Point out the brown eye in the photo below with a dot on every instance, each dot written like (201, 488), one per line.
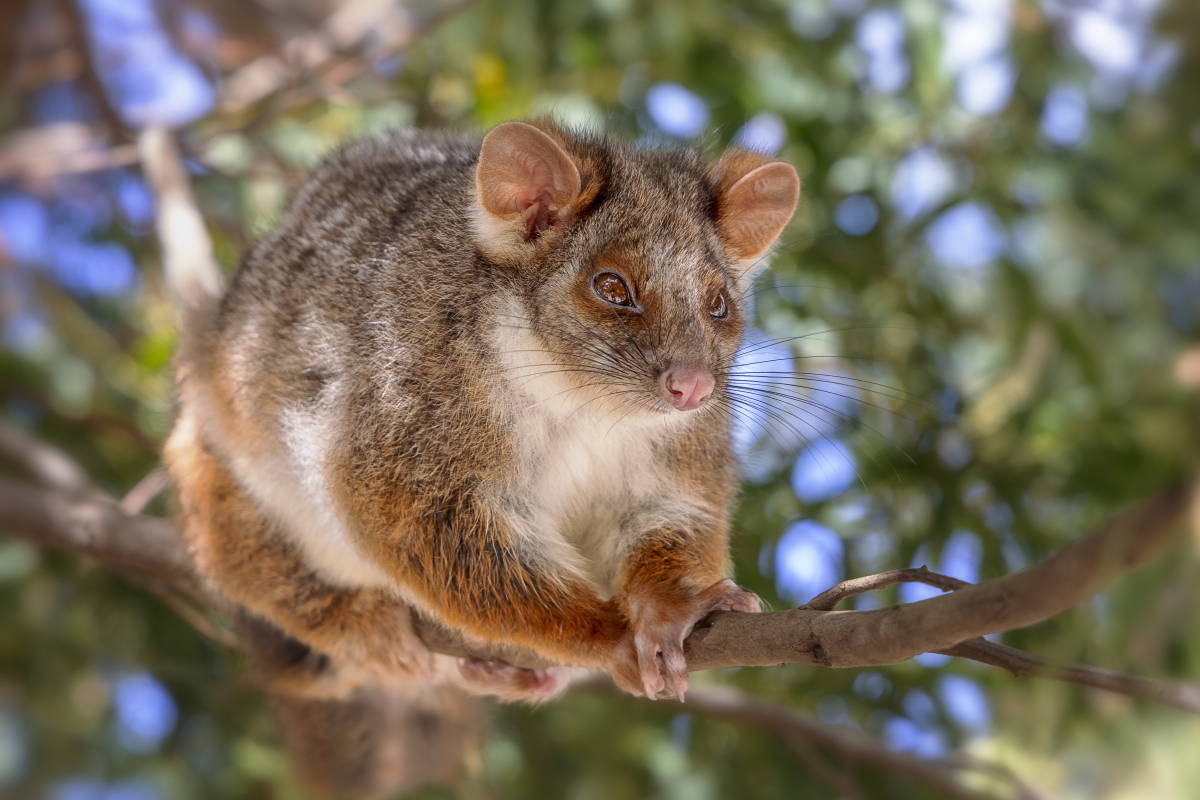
(719, 308)
(613, 289)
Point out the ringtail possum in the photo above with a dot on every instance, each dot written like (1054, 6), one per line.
(484, 382)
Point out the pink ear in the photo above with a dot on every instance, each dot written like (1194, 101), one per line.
(755, 202)
(526, 175)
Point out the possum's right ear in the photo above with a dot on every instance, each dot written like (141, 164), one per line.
(525, 185)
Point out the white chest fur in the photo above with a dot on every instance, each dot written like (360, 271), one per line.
(586, 482)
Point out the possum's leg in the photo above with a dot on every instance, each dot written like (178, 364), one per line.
(673, 579)
(366, 632)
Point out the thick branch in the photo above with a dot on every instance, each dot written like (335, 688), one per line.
(727, 703)
(191, 270)
(45, 463)
(1030, 665)
(823, 638)
(93, 527)
(885, 636)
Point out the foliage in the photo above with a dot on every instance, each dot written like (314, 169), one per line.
(990, 294)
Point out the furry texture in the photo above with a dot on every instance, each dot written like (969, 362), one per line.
(413, 397)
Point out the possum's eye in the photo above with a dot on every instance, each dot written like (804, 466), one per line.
(720, 310)
(612, 288)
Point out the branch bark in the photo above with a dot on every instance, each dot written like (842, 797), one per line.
(798, 732)
(949, 624)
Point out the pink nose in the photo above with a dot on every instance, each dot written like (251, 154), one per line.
(687, 389)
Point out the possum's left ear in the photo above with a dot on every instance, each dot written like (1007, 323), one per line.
(755, 198)
(525, 185)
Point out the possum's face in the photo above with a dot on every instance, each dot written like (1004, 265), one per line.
(635, 265)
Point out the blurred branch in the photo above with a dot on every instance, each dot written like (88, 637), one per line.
(187, 262)
(43, 462)
(316, 53)
(883, 636)
(1018, 662)
(948, 624)
(144, 491)
(829, 599)
(1030, 665)
(96, 528)
(799, 732)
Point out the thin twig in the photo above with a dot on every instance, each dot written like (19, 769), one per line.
(102, 530)
(829, 599)
(144, 491)
(1030, 665)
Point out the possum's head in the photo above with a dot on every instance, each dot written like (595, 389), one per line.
(633, 265)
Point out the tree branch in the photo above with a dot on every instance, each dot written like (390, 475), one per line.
(948, 624)
(1030, 665)
(798, 732)
(45, 463)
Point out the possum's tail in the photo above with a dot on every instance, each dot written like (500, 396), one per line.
(192, 274)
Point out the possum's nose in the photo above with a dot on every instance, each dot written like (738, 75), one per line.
(687, 388)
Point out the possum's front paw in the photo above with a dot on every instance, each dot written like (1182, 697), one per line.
(382, 645)
(659, 626)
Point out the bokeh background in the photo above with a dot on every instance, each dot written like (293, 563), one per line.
(978, 340)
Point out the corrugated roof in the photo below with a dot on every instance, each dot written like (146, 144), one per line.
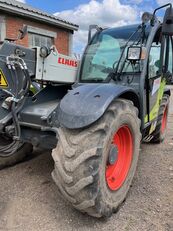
(19, 8)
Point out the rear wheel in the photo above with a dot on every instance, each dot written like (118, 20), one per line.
(9, 154)
(94, 167)
(161, 127)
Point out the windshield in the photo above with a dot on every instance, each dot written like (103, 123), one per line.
(102, 55)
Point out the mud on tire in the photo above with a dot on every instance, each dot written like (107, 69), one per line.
(81, 157)
(16, 157)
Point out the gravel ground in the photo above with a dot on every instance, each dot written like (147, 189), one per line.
(29, 200)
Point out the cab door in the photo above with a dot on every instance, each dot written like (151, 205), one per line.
(154, 80)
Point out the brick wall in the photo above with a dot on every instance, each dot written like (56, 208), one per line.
(13, 24)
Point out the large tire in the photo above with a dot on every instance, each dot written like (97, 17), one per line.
(161, 127)
(81, 161)
(19, 155)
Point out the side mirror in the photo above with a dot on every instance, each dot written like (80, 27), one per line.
(23, 32)
(136, 53)
(167, 28)
(91, 28)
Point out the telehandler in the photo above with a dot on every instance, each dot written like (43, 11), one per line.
(93, 114)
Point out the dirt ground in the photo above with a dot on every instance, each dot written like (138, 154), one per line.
(29, 200)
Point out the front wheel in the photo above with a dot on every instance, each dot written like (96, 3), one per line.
(94, 167)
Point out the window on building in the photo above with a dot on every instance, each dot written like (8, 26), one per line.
(40, 40)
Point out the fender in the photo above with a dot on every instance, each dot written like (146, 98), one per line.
(85, 104)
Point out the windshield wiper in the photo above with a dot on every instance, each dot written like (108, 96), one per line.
(95, 80)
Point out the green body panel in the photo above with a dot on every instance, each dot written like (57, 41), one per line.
(154, 112)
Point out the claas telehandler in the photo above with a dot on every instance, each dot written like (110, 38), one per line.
(93, 114)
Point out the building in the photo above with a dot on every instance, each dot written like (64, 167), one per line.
(43, 28)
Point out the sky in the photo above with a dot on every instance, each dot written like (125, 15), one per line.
(105, 13)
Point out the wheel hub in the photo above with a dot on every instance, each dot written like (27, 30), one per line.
(119, 159)
(113, 154)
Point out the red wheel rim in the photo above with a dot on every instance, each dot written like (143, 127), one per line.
(117, 172)
(164, 120)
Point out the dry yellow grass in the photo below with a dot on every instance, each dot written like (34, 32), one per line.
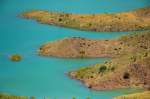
(143, 95)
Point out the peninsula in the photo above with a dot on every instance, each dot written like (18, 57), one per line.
(129, 67)
(135, 20)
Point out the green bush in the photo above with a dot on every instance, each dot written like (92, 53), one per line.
(15, 57)
(126, 75)
(102, 69)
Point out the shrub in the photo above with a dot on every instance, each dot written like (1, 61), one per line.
(126, 75)
(102, 69)
(15, 57)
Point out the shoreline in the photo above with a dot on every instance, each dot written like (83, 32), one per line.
(135, 20)
(125, 71)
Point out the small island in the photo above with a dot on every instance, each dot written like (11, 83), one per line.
(135, 20)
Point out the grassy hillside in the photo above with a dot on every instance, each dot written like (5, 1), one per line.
(127, 21)
(131, 68)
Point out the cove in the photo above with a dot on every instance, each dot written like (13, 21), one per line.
(45, 76)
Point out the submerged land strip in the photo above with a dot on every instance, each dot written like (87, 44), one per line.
(107, 22)
(143, 95)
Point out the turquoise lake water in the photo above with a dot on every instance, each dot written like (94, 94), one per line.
(45, 76)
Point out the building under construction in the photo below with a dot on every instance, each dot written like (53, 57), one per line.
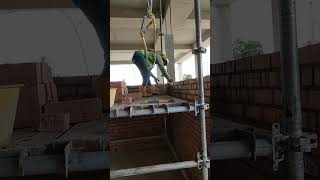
(246, 119)
(254, 116)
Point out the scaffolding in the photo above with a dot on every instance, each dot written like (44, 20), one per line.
(285, 144)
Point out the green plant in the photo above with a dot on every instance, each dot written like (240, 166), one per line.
(187, 76)
(243, 49)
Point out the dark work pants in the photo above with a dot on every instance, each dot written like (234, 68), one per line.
(96, 12)
(139, 60)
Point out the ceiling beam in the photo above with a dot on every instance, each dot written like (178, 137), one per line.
(122, 12)
(139, 46)
(205, 15)
(135, 23)
(178, 12)
(35, 4)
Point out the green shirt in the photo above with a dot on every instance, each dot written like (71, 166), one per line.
(154, 58)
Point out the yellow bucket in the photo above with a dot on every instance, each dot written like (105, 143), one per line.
(9, 96)
(113, 92)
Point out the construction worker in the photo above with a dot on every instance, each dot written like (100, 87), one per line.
(145, 61)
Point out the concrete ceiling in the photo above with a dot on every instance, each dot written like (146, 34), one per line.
(125, 21)
(126, 18)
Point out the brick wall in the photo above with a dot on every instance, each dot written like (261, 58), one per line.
(249, 91)
(136, 133)
(184, 128)
(188, 89)
(76, 87)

Written exercise
Skip the pictures and retype exactly the lines from the one that contains "Point out the shoreline" to the last line of the records.

The answer
Point out the shoreline in the photo above with a dot on every instance, each dot written like (83, 32), one per line.
(135, 20)
(125, 71)
Point out the small island in the photo above with a dot on every instance, each dot written like (11, 83), one per line.
(135, 20)
Point out the grassy hillside in the photo above with a dot on every instance, each dot written like (5, 1), one per line.
(127, 21)
(131, 68)
Point out the cove in the photo above with a dot on every instance, each dot written like (13, 21), one per line.
(45, 76)
Point out the submerged land strip in the photo above with a dot on every instance, each dot written like (87, 44), one per line.
(107, 22)
(143, 95)
Point out the turquoise lake water in the photo above with a dot on every instance, each dot written like (94, 94), one per line.
(45, 76)
Point out the building under construction in the photo below with a dot on every instance, each dot written like (53, 57), one per line.
(246, 119)
(254, 116)
Point out the scaffolding in the photo above with a dot on every instance, each dot written like (44, 20), one per line.
(285, 144)
Point out the green plant in the photo above with a dot on every instance, each dot written like (240, 166), one per line.
(187, 76)
(243, 49)
Point out the dark work pants in the photo above with a dot on every instance, each dot written like (234, 68), one per line.
(96, 12)
(139, 60)
Point out the ceiling beam in the photo above with a dot on every instance, each dot written like (178, 137), one per line.
(122, 12)
(139, 46)
(205, 15)
(135, 23)
(178, 12)
(35, 4)
Point out the green shirt in the photo above with a dot on every instance, each dot written like (71, 166), one per line.
(154, 58)
Point out the yellow bucket in the photo above with a dot on every instance, each dot written like (105, 143), one per line.
(9, 96)
(113, 92)
Point out the construction worker in the photo above with a dot on every instance, each dot written like (100, 87), one per line.
(145, 61)
Point out the concrete ceiling in the photo above with a dot on every instance, each dot written like (146, 34), one per line.
(125, 21)
(126, 18)
Point out the brick wall in the photo above with a dot on every instance, each dot written like (261, 58), one per line.
(249, 91)
(136, 133)
(184, 128)
(188, 89)
(76, 87)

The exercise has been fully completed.